> [Stated problem]
Reproduce word for word the lines in the entries below, starting at the line that contains "For every instance of the woman's nose, mark" and ending at the line that contains "[[376, 187]]", with both of those lines included.

> [Data for processing]

────────────────

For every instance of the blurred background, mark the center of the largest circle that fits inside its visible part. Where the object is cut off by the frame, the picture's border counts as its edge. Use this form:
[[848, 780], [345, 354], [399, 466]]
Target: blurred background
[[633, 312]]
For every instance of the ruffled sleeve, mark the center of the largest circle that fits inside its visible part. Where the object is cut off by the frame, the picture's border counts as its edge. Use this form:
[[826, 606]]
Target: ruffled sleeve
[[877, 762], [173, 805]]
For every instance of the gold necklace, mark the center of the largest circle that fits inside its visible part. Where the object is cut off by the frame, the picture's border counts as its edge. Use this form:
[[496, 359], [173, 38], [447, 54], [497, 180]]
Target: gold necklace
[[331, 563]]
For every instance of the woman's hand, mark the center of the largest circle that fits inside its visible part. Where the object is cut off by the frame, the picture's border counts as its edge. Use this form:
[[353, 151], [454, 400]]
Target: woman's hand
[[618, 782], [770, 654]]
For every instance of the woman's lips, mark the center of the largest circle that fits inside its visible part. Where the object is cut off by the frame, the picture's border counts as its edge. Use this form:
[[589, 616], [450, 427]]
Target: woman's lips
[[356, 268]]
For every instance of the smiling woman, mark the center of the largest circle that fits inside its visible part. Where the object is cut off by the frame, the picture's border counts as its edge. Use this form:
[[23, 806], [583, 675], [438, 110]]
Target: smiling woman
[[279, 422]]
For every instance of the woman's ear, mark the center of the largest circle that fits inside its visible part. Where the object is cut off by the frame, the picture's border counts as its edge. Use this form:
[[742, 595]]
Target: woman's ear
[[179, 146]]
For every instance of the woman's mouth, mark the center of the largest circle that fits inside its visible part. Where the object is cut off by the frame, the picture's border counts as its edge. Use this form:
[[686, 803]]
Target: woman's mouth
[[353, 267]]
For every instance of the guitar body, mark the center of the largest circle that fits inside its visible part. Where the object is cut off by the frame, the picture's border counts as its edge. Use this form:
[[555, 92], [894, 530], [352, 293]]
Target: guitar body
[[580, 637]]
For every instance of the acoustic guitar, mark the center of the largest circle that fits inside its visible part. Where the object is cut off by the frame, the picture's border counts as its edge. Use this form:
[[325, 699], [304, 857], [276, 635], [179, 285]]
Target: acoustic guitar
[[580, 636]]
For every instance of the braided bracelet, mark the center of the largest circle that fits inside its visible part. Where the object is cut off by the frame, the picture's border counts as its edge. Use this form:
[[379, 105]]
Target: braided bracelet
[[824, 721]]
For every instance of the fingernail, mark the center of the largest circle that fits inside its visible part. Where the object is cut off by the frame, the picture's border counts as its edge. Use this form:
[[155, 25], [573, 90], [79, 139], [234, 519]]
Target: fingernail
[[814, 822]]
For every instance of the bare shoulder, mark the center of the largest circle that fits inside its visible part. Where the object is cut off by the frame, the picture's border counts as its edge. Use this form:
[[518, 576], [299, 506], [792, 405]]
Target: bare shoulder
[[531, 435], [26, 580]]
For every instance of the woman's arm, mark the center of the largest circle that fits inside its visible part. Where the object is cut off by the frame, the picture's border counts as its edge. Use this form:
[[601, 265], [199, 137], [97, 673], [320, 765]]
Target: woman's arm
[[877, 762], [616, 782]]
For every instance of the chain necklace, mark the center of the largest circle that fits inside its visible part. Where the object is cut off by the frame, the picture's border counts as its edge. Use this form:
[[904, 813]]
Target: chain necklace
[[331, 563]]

────────────────

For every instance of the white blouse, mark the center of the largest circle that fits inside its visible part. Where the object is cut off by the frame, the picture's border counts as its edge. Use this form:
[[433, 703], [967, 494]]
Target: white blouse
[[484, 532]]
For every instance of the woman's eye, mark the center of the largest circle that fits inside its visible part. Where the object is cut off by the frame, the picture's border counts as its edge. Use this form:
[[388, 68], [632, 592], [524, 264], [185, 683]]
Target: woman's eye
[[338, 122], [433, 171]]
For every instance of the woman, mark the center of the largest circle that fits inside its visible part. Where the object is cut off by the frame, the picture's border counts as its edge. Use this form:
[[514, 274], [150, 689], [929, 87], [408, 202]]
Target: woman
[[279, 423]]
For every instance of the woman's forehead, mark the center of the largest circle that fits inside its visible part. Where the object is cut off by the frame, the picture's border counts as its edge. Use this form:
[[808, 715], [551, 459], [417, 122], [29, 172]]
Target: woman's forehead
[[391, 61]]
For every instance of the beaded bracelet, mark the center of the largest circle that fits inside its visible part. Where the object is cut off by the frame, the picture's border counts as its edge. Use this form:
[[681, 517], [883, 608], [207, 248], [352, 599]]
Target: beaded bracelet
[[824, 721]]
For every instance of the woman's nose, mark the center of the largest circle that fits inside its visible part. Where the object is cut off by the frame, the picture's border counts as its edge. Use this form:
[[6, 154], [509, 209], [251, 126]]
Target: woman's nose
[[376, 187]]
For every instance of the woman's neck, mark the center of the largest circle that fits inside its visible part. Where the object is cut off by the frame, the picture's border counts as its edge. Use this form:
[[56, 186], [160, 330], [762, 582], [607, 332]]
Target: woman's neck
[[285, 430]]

────────────────

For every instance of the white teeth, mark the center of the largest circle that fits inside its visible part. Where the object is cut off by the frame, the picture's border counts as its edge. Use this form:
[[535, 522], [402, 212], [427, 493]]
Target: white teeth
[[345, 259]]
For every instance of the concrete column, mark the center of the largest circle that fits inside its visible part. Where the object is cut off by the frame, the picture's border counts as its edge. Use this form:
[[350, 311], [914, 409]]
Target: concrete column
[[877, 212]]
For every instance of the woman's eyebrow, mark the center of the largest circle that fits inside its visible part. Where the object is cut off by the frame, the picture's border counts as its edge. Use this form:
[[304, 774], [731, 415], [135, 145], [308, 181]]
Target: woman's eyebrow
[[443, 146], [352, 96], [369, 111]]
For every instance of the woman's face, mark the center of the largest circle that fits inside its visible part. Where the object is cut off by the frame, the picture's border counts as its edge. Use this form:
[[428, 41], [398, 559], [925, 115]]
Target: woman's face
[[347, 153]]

────────────────

> [The result]
For every instance of the woman's nose, mark the center of the largest circle that fits inside its visible part. Where the object is cut off by the frame, the picture's border counts as its edge. Use this form:
[[6, 154], [509, 209], [251, 126]]
Target: woman's nose
[[376, 187]]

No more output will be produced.